PROBLEM STATEMENT: How many lines in the data entries below contain the string "palace"? Treat the match as case-sensitive and reply with the number alone.

(Data entries)
== == ==
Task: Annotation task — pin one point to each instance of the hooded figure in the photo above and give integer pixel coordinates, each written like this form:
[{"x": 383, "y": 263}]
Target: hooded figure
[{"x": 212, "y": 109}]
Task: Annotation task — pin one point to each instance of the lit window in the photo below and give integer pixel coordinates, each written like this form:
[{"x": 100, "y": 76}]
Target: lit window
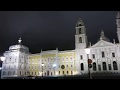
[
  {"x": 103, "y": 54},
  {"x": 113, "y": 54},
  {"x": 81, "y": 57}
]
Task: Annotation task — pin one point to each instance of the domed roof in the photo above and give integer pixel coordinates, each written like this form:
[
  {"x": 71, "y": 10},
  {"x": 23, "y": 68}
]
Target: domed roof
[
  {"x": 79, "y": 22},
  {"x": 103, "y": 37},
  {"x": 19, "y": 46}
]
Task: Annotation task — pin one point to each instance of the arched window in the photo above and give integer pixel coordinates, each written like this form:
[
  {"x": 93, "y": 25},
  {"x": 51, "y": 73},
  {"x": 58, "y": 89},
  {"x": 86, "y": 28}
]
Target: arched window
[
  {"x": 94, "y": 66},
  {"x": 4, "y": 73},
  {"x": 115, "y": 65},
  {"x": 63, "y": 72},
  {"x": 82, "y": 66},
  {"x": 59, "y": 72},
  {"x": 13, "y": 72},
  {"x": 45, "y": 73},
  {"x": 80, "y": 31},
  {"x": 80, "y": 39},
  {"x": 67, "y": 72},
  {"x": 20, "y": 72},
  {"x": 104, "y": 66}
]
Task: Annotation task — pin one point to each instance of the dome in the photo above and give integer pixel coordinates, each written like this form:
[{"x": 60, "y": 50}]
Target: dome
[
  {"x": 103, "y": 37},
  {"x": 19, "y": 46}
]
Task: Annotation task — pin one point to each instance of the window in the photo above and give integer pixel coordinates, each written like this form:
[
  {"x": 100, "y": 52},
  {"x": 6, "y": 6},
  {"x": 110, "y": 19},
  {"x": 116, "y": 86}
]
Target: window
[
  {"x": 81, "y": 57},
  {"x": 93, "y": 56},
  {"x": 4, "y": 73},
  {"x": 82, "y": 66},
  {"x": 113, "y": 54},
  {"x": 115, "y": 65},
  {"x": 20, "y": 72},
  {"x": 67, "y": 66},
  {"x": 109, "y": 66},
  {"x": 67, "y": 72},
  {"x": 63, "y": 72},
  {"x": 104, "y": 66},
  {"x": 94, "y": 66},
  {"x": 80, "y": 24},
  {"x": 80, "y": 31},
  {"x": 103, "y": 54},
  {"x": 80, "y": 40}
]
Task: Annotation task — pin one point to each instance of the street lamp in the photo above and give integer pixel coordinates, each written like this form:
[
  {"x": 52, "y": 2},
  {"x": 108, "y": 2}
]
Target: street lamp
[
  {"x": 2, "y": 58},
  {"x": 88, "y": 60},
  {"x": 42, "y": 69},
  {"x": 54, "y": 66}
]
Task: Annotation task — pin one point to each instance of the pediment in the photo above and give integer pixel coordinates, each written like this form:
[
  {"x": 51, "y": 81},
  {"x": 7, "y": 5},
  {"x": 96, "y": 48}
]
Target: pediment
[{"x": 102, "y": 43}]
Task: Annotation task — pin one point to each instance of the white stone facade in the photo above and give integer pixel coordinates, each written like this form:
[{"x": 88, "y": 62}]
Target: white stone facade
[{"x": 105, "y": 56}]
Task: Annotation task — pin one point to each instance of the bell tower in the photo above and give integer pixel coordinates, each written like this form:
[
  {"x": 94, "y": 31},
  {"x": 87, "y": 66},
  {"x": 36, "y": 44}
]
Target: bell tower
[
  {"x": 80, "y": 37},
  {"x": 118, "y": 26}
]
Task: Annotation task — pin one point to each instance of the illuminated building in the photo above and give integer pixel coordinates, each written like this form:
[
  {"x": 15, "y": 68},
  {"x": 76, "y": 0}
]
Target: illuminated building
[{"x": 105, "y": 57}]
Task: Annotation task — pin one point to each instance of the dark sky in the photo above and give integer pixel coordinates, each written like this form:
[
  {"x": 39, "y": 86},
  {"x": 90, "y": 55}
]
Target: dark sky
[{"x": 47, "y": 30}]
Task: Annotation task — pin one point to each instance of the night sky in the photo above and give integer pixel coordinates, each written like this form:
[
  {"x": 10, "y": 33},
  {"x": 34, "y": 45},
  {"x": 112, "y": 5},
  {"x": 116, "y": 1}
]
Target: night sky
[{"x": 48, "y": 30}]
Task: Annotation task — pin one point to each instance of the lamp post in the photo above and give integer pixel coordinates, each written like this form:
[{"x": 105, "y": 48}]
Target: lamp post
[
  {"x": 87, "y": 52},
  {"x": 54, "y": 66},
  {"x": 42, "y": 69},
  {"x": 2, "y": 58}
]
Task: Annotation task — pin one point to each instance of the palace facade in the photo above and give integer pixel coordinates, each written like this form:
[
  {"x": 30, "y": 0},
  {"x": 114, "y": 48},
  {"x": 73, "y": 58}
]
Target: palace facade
== == ==
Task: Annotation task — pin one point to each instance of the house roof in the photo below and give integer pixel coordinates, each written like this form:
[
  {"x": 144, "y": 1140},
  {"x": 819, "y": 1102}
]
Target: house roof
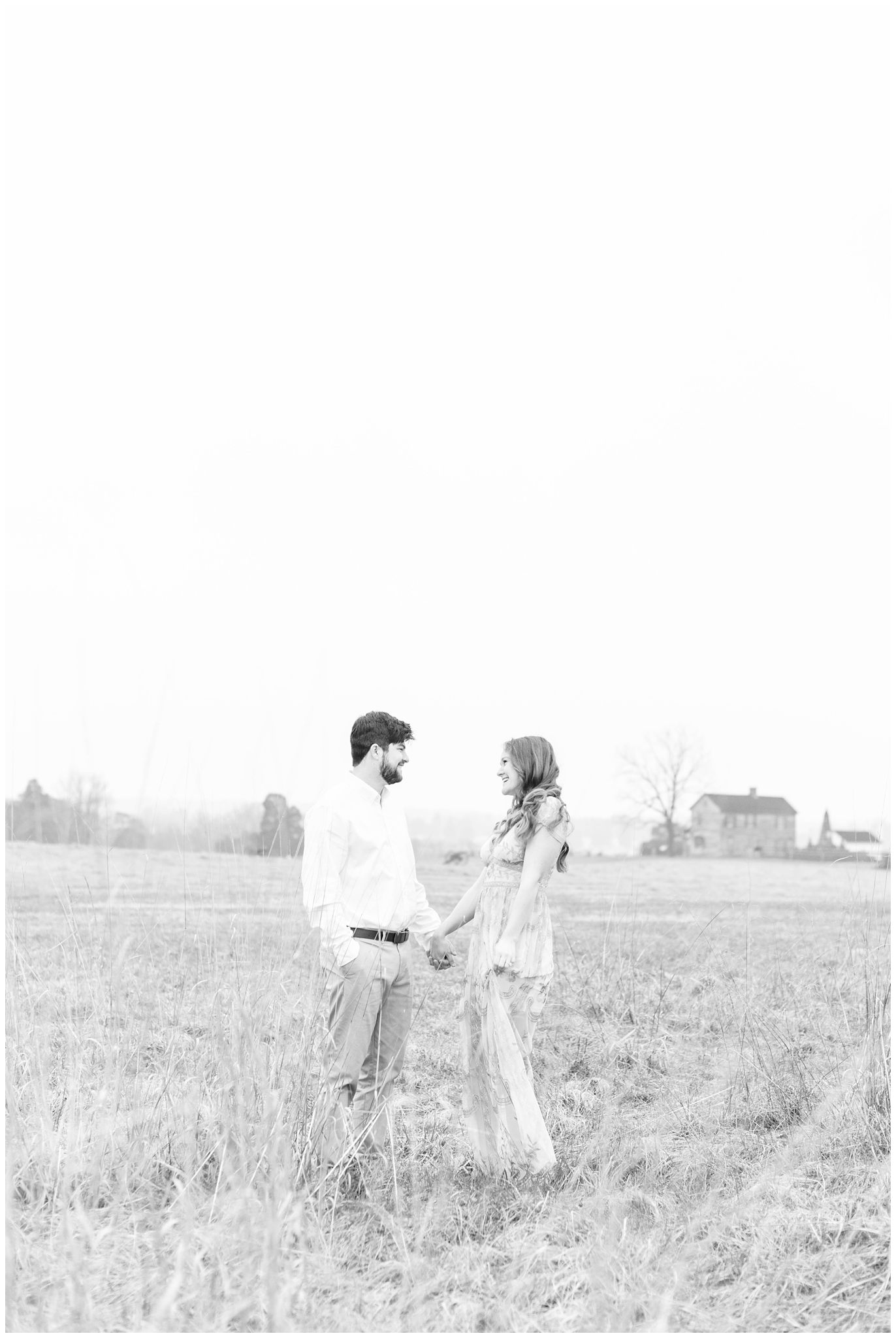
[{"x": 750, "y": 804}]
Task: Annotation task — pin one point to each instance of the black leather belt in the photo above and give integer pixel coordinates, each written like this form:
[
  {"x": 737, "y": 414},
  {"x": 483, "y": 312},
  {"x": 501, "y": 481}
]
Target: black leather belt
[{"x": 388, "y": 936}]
== == ==
CORRECT ANSWER: 2